DATA LINES —

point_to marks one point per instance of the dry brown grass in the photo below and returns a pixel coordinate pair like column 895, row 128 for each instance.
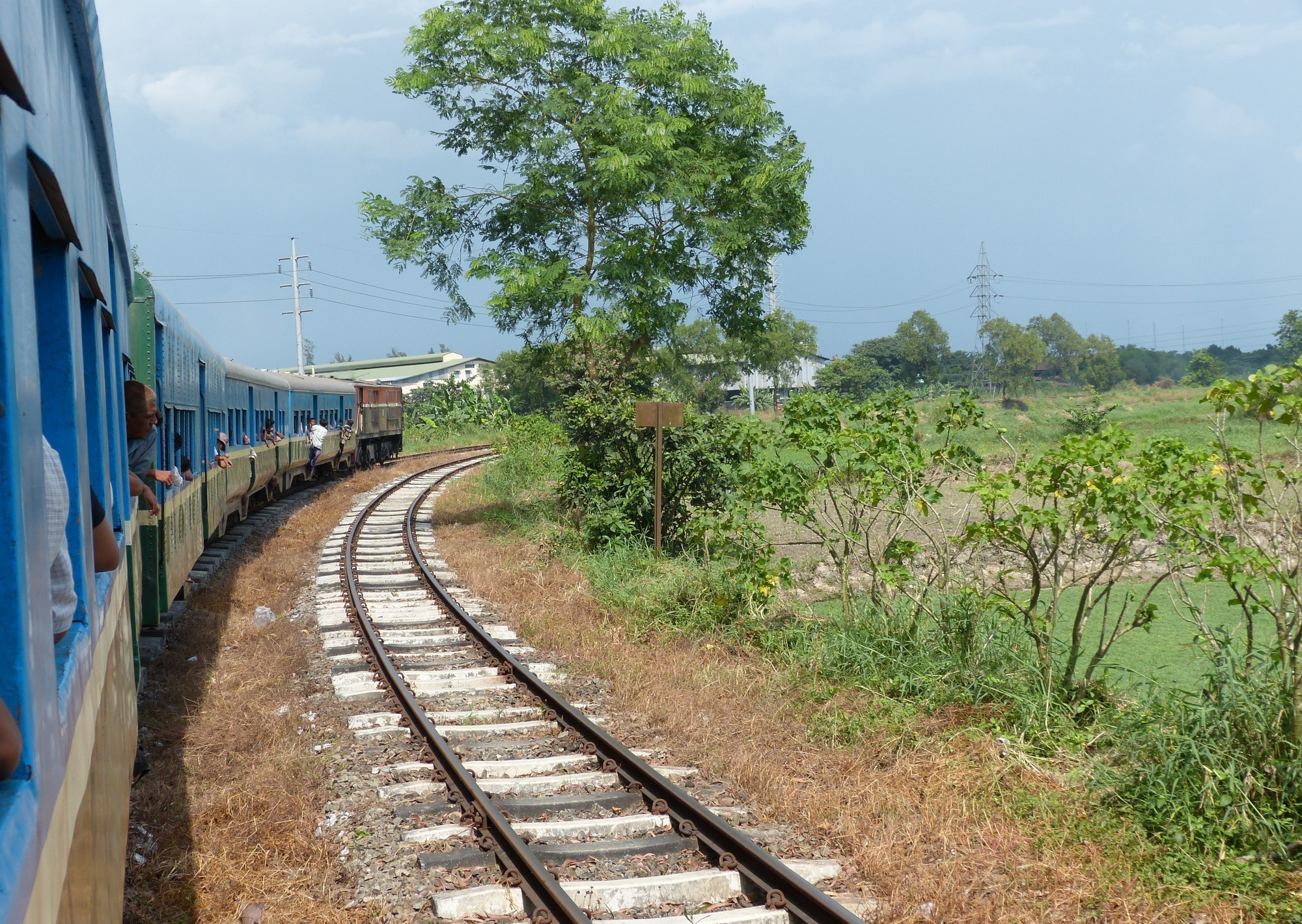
column 235, row 793
column 930, row 822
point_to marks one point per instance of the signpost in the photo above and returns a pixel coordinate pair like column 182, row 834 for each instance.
column 658, row 414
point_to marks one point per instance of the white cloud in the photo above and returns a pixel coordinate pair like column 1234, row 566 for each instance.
column 378, row 139
column 1209, row 114
column 718, row 11
column 1240, row 40
column 226, row 102
column 296, row 37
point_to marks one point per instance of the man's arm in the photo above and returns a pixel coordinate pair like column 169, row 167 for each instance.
column 11, row 742
column 141, row 490
column 105, row 545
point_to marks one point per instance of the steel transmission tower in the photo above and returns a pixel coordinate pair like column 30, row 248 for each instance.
column 295, row 257
column 984, row 291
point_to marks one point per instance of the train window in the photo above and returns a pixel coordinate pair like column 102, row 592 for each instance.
column 62, row 361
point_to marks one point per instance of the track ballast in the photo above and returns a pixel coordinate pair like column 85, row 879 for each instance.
column 521, row 784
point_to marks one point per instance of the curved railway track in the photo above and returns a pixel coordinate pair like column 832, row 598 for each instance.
column 394, row 632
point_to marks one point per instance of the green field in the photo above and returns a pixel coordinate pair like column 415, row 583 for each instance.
column 1146, row 412
column 1165, row 654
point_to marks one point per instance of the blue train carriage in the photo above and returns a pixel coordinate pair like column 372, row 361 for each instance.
column 191, row 383
column 64, row 290
column 334, row 403
column 253, row 399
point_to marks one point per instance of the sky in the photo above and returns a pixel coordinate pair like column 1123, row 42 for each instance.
column 1137, row 170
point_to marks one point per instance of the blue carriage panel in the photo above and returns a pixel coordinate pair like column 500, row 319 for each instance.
column 61, row 377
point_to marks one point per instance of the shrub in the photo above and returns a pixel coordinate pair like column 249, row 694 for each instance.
column 609, row 469
column 1215, row 771
column 1088, row 416
column 528, row 465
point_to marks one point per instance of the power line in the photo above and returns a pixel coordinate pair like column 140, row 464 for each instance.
column 1152, row 286
column 1188, row 301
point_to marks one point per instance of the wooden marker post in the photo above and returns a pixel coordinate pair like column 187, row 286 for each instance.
column 658, row 414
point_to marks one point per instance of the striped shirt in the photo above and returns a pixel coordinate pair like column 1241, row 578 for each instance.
column 63, row 591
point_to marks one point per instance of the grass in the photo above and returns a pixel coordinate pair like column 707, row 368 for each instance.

DESCRIPTION OF THE TASK — Convert all the rows above into a Markdown table with two columns, No. and Line: number each line and leave out blank lines and the pictures.

PROBLEM SOLUTION —
| No. | Line |
|---|---|
| 1 | point_to marks one point per instance of the dry brown grass in the photo below and returns a pixel coordinate pair like column 895, row 128 for each instance. |
| 2 | column 235, row 793 |
| 3 | column 930, row 822 |
| 4 | point_to marks one point per instance of the signpost in the photo above and returns a pixel coordinate pair like column 182, row 834 for each instance. |
| 5 | column 658, row 414 |
| 6 | point_to marks one point per instance of the white cloud in the photo above and returns a pixel coordinate pair like column 1234, row 566 for each instance. |
| 7 | column 378, row 139 |
| 8 | column 1209, row 114 |
| 9 | column 718, row 11 |
| 10 | column 1240, row 40 |
| 11 | column 226, row 102 |
| 12 | column 296, row 37 |
| 13 | point_to marks one point per instance of the man's arm in the photo above and returns a pixel coordinate pair like column 169, row 167 for each instance. |
| 14 | column 11, row 742 |
| 15 | column 141, row 490 |
| 16 | column 105, row 545 |
| 17 | point_to marks one point per instance of the steel transmission tower in the photo above and returns a pixel coordinate pair like column 30, row 248 for each instance. |
| 18 | column 295, row 257 |
| 19 | column 984, row 291 |
| 20 | point_to marks one point per instance of the train window in the photo above and returns a pixel coordinate pair like column 102, row 592 for each instance. |
| 21 | column 62, row 361 |
| 22 | point_to marks one point per instance of the track ballast in the photo above and returns a pixel coordinate pair like column 85, row 879 for each instance. |
| 23 | column 521, row 784 |
| 24 | point_to marks one point per instance of the curved railway track in the photo above and returns a pixel coordinate pair like column 832, row 598 for each instance. |
| 25 | column 394, row 632 |
| 26 | point_to marks one point per instance of the green field in the photo above and returns a pixel coordinate pair like column 415, row 583 for each instance. |
| 27 | column 1146, row 412 |
| 28 | column 1165, row 654 |
| 29 | point_to marks one point per instance of the blue train carriage in the photo above and returns a pixel coordinate pair like column 372, row 361 for each instance. |
| 30 | column 191, row 383 |
| 31 | column 64, row 290 |
| 32 | column 334, row 403 |
| 33 | column 253, row 399 |
| 34 | point_to marks one point per instance of the sky in the photo above and returns a pixel coordinate pair like column 1123, row 42 for each instance. |
| 35 | column 1137, row 170 |
| 36 | point_to marks one point per instance of the blue carriage panel in the photo above and returns a pixel coordinate pair like column 500, row 319 for each instance. |
| 37 | column 61, row 377 |
| 38 | point_to marks one point per instance of the shrub in the photo above and returns a pixel coordinate pair like column 249, row 694 for each instance. |
| 39 | column 609, row 469 |
| 40 | column 1215, row 771 |
| 41 | column 1088, row 416 |
| 42 | column 528, row 465 |
| 43 | point_to marks one point per instance of the power line in the photo above and returns a pixel coordinate pair like column 140, row 464 for each instance. |
| 44 | column 1152, row 286 |
| 45 | column 1188, row 301 |
| 46 | point_to marks one point per instance of the wooden marker post in the photo above and returns a pixel coordinate pair like column 187, row 286 for each instance. |
| 47 | column 658, row 414 |
| 48 | point_to marks one point per instance of the striped shirt in the photo above and returns a pixel coordinate pair like column 1241, row 578 for each instance. |
| 49 | column 63, row 591 |
| 50 | point_to marks one point per instance of the grass in the photo above and returns a pixel coordinate pair like column 707, row 368 for each instance. |